_What the exercise asks:_ Could you reproduce the lines below from the one with "Task: point out every instance of the woman with" through the one with "Task: point out every instance of the red swim"? Keep both ends and add nothing.

╭─ Exercise data

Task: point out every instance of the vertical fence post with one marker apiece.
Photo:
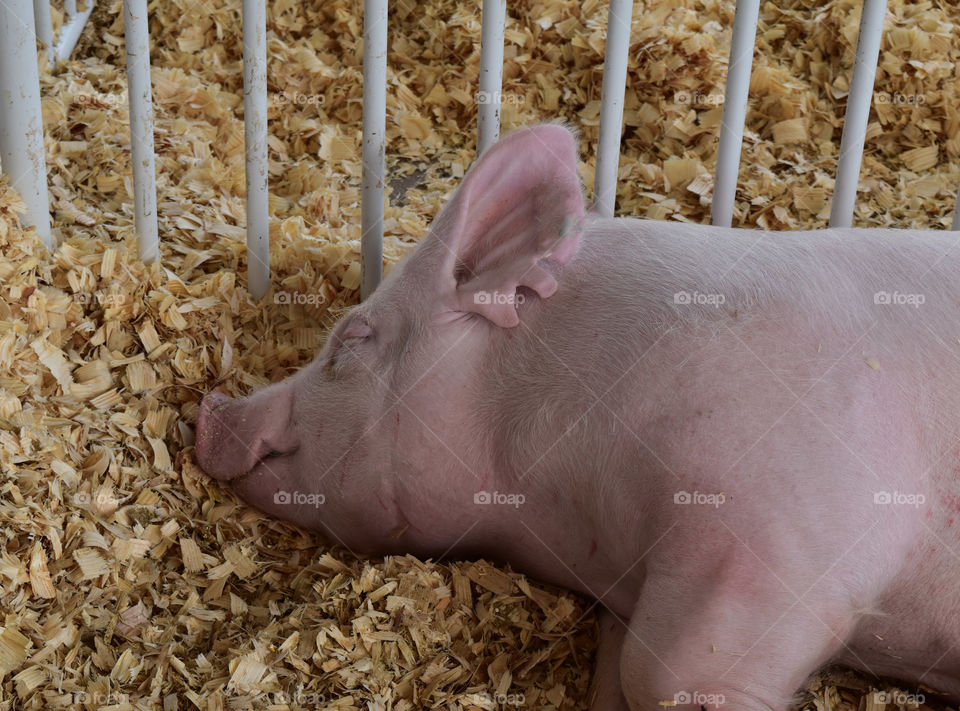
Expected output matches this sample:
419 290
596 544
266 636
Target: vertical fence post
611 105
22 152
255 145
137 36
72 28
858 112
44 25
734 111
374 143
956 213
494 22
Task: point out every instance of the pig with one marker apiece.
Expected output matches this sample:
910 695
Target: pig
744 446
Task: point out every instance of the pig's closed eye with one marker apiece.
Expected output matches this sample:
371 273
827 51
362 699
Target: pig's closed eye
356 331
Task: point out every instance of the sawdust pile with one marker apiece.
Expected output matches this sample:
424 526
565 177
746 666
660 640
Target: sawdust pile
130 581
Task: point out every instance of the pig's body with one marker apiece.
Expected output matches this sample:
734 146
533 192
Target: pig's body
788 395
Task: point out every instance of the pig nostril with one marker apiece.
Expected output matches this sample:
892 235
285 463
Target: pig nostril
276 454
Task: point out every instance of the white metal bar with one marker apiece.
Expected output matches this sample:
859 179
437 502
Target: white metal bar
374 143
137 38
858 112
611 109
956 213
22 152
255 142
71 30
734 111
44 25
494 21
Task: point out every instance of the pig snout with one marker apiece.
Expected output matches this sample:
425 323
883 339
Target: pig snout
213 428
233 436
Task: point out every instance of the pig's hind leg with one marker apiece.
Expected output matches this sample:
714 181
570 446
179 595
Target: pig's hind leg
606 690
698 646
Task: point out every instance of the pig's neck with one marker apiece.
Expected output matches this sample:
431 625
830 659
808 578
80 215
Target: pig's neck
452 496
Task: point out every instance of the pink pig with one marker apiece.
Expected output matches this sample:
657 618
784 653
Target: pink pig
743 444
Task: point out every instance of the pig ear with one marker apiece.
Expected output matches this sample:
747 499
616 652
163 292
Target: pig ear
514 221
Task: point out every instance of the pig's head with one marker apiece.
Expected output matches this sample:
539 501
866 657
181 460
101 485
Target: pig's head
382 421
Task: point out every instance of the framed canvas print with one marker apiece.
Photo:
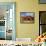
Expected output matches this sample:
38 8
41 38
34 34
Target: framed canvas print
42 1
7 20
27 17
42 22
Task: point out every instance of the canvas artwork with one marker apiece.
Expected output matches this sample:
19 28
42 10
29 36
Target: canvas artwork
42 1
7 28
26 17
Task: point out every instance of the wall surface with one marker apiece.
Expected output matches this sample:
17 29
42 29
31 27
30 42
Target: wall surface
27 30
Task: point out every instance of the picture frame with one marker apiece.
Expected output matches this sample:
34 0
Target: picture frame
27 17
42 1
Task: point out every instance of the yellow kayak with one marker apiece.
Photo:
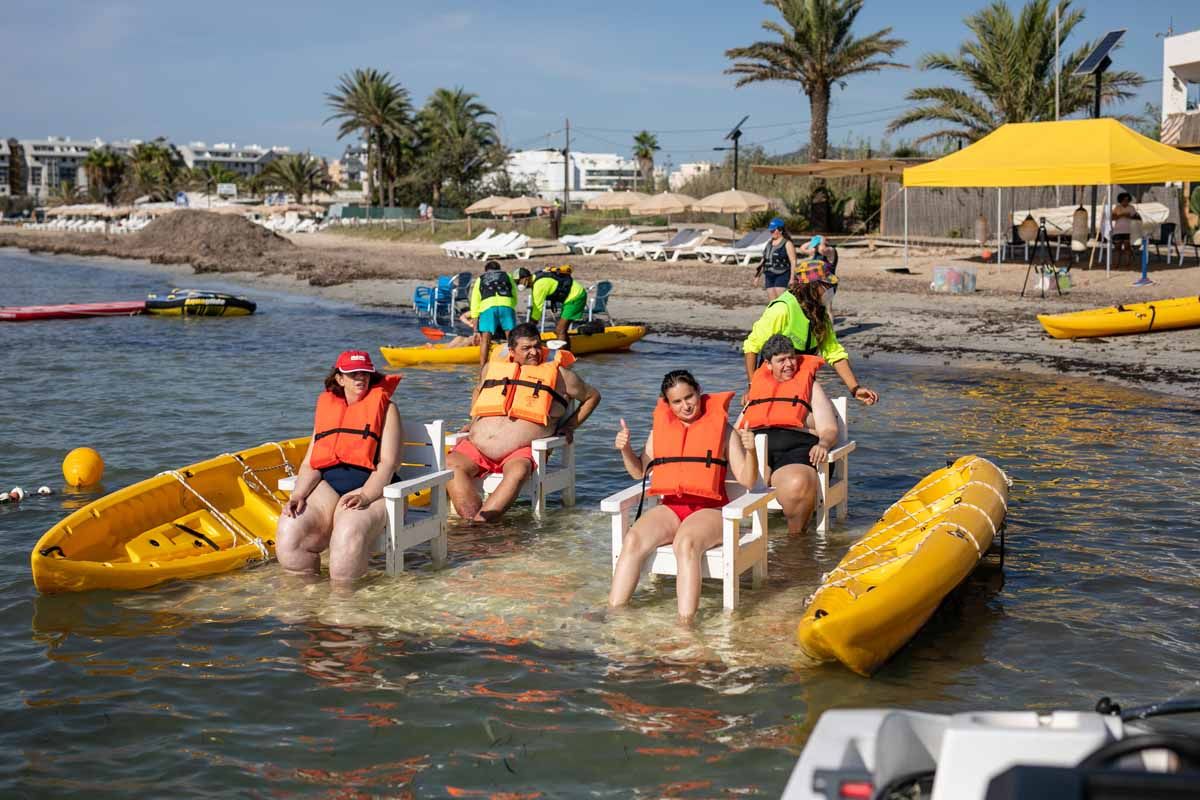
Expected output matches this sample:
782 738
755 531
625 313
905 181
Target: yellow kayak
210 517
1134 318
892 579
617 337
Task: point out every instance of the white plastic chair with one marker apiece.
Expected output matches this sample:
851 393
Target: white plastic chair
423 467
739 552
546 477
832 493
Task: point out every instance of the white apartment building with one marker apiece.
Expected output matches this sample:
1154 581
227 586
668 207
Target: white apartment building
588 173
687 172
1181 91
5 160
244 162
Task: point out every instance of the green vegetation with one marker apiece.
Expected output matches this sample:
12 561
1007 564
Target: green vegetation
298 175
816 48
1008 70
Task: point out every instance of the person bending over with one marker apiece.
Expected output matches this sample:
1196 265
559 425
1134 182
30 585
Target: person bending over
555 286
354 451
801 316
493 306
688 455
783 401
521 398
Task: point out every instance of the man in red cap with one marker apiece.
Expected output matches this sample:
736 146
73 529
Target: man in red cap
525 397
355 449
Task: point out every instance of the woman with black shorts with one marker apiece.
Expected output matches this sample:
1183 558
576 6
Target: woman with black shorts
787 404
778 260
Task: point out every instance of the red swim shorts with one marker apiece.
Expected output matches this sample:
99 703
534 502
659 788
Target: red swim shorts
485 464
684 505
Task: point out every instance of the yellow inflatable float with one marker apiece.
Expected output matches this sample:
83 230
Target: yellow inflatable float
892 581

╰─
╭─ Exercise data

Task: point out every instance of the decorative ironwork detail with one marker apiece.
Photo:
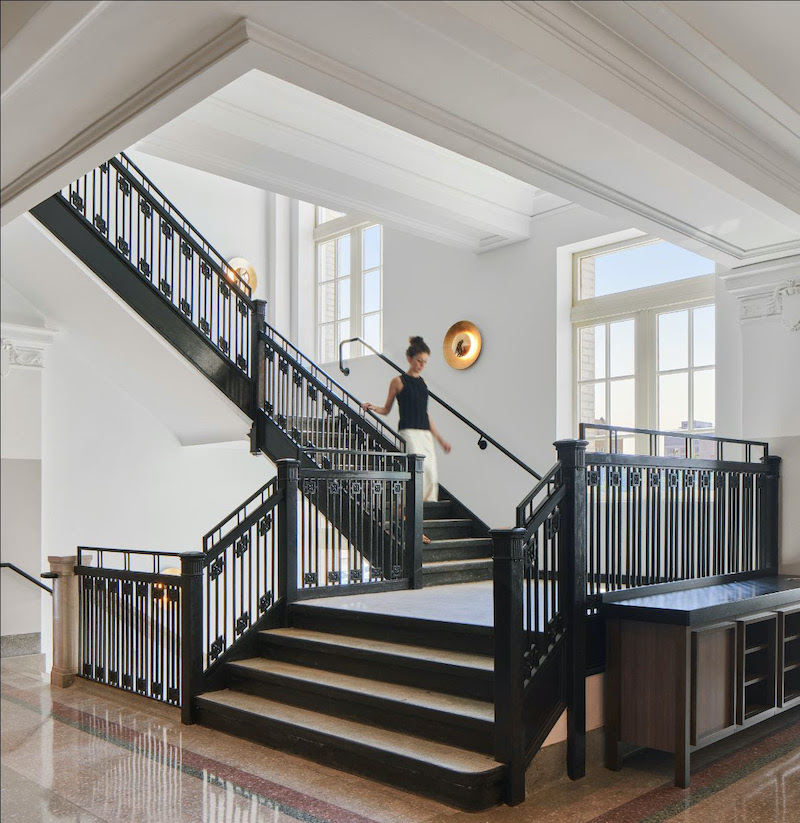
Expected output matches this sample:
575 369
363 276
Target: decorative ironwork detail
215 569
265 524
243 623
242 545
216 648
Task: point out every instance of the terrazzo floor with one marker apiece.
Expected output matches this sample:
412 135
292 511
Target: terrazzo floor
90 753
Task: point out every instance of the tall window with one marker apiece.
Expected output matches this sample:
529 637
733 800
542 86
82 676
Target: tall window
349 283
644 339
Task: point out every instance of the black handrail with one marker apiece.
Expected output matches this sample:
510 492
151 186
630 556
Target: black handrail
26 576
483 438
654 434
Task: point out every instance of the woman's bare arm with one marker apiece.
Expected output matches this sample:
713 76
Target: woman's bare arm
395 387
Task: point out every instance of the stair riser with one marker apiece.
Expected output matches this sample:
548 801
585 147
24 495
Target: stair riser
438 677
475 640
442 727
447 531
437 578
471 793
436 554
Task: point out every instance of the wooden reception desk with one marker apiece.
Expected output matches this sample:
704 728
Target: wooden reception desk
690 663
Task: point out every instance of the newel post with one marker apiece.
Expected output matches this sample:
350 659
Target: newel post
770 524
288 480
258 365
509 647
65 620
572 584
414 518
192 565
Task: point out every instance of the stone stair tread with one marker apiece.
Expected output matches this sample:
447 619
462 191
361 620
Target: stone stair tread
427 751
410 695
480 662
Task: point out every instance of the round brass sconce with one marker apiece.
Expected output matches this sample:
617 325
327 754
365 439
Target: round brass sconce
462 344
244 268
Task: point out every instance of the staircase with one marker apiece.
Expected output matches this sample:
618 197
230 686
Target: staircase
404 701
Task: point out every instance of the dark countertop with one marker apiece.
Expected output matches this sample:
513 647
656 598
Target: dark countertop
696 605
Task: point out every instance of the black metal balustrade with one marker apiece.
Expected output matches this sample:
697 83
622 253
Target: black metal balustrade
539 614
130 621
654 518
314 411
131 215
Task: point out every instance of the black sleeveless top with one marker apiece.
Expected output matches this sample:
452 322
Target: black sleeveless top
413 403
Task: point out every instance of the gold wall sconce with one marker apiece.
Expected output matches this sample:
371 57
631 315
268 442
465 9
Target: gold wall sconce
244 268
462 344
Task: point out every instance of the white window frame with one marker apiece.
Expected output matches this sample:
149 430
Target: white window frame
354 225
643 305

╰─
╭─ Exercise data

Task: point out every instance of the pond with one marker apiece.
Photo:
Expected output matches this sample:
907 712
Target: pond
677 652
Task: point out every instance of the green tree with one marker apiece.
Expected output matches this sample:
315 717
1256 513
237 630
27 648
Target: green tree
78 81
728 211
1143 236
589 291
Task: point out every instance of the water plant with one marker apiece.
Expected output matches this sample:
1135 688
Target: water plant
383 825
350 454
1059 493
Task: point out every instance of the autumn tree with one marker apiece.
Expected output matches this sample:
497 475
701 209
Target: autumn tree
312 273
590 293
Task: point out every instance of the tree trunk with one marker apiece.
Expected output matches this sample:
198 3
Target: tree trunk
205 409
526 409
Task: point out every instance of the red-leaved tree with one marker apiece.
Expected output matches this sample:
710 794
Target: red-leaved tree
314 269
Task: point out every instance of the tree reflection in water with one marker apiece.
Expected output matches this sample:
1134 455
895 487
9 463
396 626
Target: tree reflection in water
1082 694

╰─

_Response box:_
Task: point out every instance of the woman with black shorts with one marker apiece.
Expected output matches this sample:
1183 558
576 6
Target: woman with black shorts
787 404
778 260
Task: point out every instance of the red swim shorts with one marker apiece.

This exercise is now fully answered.